(Input data)

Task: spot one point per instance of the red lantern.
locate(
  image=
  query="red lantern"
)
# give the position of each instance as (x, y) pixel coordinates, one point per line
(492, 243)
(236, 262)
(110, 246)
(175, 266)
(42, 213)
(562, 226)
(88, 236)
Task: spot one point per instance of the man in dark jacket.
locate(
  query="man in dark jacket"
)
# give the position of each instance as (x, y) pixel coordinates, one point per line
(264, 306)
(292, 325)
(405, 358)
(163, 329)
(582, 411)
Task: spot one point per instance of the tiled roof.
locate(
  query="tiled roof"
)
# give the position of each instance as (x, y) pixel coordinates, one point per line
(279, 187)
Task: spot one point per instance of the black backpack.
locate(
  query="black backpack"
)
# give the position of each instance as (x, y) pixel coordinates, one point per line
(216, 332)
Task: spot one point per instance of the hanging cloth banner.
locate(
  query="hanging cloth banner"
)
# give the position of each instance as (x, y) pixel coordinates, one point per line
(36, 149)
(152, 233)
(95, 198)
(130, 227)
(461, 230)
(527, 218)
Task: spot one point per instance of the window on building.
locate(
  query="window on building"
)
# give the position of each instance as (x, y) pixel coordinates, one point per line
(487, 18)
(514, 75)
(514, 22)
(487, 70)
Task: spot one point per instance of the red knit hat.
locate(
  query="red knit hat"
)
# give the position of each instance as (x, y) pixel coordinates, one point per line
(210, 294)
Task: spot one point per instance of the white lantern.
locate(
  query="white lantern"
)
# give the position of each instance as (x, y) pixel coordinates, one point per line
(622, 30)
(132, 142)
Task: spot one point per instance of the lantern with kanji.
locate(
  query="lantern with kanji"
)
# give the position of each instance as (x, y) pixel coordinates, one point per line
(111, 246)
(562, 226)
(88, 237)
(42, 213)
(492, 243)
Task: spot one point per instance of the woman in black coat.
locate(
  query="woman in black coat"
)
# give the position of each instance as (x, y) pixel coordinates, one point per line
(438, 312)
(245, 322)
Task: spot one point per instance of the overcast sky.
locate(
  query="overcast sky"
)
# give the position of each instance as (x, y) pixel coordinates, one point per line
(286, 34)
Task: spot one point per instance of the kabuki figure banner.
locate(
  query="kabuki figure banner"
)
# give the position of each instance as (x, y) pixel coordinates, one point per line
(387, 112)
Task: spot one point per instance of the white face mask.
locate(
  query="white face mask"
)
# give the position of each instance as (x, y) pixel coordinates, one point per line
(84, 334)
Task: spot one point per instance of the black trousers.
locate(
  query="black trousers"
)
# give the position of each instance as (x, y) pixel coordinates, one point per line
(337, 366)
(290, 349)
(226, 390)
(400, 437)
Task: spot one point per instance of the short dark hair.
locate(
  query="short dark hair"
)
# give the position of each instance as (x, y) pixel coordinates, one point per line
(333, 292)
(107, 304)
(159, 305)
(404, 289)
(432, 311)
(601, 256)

(End Input data)

● **Problem description**: An exact copy of the data is needed.

● **Solution to the exercise**:
Task: spot one point per instance of the red lantern.
locate(
  image=
  query="red lantern"
)
# give the position of each instance as (x, y) pixel coordinates, one point per line
(492, 243)
(236, 262)
(110, 246)
(175, 266)
(42, 213)
(562, 226)
(88, 236)
Task: spot one point per instance of the man in dark jacket.
locate(
  query="man in dark jacket"
)
# give the position of each instance as (x, y) pixel coordinates, one point per line
(264, 306)
(292, 325)
(405, 358)
(163, 329)
(582, 411)
Task: spot one point per instance of the tiled roof.
locate(
  query="tiled roof"
)
# give the position of each instance as (x, y) pixel coordinates, one point per line
(279, 187)
Task: spot one point per instance of the black backpack.
locate(
  query="black backpack"
)
# give the position of each instance as (x, y) pixel coordinates, one point per line
(216, 332)
Task: spot one point per instance of the hanging cloth banner.
locate(
  query="hanging cloth banner"
)
# give the position of each instance as (x, y) pixel coordinates, one point per line
(36, 149)
(152, 233)
(95, 198)
(130, 227)
(461, 230)
(527, 218)
Task: spot one point per instance of the window on building.
locate(
  query="window on building"
)
# give the position of each instance as (x, y) pixel coordinates, one point per line
(487, 18)
(514, 75)
(514, 22)
(487, 70)
Task: spot one point per instance of the red knit hat.
locate(
  query="red knit hat"
)
# give the position of each instance as (x, y) pixel coordinates, one point per line
(210, 294)
Task: spot one point per instance of the white lantern.
locate(
  query="white lantern"
)
# give the position of each instance as (x, y) pixel coordinates, one point per line
(622, 30)
(132, 142)
Task: spot one point per instance of the lantern with kanji.
locate(
  query="lantern with kanji"
)
# give the position of each instance as (x, y) pixel coordinates, one point per line
(111, 246)
(562, 226)
(88, 237)
(42, 213)
(492, 243)
Task: spot one point per instance of the woman in black coat.
locate(
  query="woman in black coat"
)
# give the position of each instance as (x, y) pixel coordinates, one point per line
(438, 312)
(245, 322)
Task: spot one point per instance of the overcast sky.
locate(
  query="overcast sky"
)
# give the position of each instance as (x, y) pixel coordinates, one point per line
(286, 34)
Task: spot one point per instance of the kabuki figure banner.
locate(
  query="kabuki figure banner"
)
# give the position of each instance as (x, y) pixel coordinates, one point per line
(387, 112)
Task: spot one point per instance of the white face mask.
locate(
  query="white face mask"
)
# give the position of each instance as (x, y) pixel coordinates, one point per line
(84, 334)
Task: spot one point per instance of the black trousers.
locate(
  query="black trousers"
)
# give the position of each instance as (x, y) pixel coordinates, one point per line
(337, 366)
(290, 349)
(226, 390)
(400, 437)
Task: spot one point per instance of the short dark hair.
locate(
  query="short dark hair"
)
# give the position of each instance as (x, y) pixel coordinates, one point per line
(333, 292)
(107, 304)
(159, 305)
(404, 289)
(432, 311)
(601, 256)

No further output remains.